[Saved entries]
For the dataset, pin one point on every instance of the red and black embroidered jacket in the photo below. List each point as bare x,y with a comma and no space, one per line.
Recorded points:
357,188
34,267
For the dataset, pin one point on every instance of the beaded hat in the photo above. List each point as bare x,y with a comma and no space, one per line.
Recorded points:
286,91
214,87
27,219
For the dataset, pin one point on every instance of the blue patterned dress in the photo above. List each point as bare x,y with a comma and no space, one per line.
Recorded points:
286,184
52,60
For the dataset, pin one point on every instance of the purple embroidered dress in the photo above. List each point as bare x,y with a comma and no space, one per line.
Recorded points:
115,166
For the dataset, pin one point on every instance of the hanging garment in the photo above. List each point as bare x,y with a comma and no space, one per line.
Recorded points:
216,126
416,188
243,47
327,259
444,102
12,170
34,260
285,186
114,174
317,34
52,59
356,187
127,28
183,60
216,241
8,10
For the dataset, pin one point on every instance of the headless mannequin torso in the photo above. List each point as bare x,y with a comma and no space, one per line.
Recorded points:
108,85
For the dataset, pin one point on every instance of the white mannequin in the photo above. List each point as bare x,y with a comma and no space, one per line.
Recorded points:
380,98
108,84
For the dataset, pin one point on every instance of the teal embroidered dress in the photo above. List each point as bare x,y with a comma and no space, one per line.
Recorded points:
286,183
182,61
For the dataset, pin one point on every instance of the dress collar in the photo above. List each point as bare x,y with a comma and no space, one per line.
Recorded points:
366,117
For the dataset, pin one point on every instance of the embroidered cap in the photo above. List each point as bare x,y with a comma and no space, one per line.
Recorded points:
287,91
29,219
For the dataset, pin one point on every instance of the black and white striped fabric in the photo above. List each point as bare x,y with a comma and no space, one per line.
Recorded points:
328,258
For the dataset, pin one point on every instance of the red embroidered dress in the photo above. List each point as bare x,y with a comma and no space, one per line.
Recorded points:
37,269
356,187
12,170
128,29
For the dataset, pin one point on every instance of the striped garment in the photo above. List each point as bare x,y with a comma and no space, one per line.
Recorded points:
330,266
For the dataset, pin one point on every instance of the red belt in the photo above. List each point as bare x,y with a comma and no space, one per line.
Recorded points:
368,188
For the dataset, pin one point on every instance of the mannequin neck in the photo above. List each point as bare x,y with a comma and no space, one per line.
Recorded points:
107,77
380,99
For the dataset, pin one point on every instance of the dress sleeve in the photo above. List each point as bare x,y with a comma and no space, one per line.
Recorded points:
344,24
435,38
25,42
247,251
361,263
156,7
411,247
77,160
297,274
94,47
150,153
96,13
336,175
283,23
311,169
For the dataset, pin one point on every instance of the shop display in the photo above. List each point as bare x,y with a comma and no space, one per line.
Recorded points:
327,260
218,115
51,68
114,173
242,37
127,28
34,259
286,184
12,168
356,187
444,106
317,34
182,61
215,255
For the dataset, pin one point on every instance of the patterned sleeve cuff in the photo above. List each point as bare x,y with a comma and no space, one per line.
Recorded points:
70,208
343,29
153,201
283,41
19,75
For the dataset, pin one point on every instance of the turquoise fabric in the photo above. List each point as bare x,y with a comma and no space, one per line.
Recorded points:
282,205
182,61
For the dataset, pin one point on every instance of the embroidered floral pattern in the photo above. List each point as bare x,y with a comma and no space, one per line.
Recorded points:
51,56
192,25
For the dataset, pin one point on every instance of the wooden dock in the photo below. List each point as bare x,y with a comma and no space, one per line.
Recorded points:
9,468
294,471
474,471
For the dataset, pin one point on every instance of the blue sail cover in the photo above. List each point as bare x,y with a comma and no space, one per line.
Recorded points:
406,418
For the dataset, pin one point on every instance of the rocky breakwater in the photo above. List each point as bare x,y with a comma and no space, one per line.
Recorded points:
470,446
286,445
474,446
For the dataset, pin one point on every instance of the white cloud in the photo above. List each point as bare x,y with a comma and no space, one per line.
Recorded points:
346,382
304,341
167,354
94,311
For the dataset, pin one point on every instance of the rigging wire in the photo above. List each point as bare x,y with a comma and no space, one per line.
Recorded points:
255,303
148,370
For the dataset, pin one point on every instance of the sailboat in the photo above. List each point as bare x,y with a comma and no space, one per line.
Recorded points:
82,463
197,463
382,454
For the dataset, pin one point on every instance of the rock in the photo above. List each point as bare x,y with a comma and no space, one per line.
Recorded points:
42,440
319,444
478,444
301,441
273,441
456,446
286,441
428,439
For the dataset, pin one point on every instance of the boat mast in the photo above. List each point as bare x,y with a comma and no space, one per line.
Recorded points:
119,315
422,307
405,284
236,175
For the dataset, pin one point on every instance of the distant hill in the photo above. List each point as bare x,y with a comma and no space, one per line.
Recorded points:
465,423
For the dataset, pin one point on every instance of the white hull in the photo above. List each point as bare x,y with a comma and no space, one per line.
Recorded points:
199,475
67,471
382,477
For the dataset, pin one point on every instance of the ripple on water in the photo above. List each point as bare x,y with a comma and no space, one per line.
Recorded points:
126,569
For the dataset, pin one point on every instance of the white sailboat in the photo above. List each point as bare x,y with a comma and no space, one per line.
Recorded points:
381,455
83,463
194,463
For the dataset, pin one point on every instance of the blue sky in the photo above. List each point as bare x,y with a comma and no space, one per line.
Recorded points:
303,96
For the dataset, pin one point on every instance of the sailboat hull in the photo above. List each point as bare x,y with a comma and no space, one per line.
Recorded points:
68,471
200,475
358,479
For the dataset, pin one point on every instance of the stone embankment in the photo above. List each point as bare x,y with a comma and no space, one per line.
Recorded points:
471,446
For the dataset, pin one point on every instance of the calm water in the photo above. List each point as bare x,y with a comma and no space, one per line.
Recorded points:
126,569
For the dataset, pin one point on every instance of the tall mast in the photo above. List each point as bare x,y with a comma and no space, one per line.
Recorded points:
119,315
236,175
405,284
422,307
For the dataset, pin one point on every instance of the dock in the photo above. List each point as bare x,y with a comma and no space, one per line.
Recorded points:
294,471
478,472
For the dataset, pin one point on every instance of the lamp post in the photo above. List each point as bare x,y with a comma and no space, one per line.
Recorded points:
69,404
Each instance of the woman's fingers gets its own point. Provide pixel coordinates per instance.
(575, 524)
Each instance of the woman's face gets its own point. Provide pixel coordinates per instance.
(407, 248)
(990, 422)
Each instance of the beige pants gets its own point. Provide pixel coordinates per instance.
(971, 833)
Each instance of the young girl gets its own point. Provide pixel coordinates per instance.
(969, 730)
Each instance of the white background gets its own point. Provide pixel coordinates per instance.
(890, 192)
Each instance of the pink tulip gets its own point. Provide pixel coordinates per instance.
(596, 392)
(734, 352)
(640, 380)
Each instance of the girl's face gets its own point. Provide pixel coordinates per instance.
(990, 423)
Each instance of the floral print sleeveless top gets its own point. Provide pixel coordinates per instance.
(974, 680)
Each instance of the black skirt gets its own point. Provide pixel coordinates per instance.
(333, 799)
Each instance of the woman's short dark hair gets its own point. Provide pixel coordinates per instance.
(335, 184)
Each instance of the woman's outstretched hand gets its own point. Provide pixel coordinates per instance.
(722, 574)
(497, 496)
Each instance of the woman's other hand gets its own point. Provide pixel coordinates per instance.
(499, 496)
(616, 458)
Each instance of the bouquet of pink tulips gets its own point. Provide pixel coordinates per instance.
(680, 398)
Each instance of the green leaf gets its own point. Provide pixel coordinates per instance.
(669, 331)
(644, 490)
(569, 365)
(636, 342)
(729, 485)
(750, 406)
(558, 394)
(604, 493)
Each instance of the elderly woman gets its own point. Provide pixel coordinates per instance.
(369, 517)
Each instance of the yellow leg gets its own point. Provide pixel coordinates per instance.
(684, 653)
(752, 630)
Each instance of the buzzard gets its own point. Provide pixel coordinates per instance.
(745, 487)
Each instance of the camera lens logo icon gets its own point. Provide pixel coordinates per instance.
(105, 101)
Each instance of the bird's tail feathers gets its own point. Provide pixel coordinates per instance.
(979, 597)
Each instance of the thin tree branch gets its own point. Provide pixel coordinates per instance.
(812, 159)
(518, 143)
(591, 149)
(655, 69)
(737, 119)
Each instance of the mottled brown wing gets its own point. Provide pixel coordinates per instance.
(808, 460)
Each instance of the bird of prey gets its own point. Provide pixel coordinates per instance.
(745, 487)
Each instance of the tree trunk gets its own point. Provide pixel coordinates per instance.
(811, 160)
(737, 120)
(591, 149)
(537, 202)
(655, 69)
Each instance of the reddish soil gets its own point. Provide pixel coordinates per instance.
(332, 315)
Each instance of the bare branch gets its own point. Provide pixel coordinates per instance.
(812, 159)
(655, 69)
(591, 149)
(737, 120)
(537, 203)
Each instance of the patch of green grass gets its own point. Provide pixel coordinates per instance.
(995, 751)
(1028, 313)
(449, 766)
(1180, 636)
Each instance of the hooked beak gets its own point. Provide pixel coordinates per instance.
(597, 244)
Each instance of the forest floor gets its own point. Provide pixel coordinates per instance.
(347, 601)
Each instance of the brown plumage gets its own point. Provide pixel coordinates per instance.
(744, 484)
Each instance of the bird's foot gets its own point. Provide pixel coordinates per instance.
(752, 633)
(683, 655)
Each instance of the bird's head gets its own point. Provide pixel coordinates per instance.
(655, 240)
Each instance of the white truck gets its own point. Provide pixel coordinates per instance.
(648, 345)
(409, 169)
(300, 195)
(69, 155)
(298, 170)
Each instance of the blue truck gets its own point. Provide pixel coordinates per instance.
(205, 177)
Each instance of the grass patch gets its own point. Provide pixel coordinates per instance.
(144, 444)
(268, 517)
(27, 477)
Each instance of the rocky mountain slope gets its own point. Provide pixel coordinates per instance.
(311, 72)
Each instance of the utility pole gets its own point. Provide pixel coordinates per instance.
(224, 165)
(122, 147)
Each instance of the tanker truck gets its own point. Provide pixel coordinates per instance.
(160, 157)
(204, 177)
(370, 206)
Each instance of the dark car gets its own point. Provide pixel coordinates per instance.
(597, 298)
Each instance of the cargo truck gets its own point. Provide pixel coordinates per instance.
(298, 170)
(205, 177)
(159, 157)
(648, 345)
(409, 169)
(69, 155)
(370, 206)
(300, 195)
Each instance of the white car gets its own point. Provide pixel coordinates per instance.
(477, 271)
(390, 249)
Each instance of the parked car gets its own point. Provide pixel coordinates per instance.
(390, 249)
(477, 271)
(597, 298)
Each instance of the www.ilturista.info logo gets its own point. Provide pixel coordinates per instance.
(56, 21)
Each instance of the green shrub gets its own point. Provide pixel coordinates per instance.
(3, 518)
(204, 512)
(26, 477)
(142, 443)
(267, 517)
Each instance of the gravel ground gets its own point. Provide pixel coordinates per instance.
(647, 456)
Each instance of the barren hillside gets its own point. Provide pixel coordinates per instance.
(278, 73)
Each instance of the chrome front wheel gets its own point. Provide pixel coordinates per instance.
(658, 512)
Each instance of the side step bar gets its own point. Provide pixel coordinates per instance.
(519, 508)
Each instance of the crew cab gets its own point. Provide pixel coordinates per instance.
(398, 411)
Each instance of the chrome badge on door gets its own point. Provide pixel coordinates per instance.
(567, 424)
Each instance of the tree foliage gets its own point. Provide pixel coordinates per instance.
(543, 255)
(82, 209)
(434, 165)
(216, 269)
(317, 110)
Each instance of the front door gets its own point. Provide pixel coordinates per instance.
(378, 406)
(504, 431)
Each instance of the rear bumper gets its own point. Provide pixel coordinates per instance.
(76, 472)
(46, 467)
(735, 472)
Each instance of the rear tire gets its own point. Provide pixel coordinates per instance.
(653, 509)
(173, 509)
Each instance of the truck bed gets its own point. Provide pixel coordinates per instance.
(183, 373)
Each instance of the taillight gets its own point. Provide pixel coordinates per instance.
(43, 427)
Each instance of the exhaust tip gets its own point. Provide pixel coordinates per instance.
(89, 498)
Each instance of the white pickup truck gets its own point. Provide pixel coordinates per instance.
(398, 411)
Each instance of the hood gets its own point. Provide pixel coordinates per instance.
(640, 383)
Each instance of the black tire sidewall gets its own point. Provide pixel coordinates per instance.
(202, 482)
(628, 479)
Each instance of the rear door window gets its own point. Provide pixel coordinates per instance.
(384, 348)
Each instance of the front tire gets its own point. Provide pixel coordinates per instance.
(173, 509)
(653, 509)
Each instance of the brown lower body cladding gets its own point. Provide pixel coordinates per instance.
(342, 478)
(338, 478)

Problem details → What you return must be an exact retyping of the lines above starting at the line with "of the boat" and ending at the line with "the white sailboat", and nothing besides.

Result for this task →
For the dataset, pin one point on every instance of the boat mast in the photo above. List each point as bare x,y with a comma and no space, one per line.
Recorded points:
119,315
422,307
405,284
236,175
For the dataset, pin one point on every instance of the distant hill in the photo above. List each point as bare x,y with a comma and no space, one per line.
Recorded points:
465,423
For the dataset, pin one point on every instance of the white hull in the photo above. List each point as bare x,y with a comma and no space, one per line.
Recorded points:
199,475
67,471
382,477
For the dataset, pin one point on every instance of the ripple on water in the photo above. List each point as bare x,y with a comma and no space, one per line.
Recorded points:
126,569
For the dataset, pin one point on every instance of the white sailboat in the photo above. List each point as bare x,y with a comma and no space, one per line.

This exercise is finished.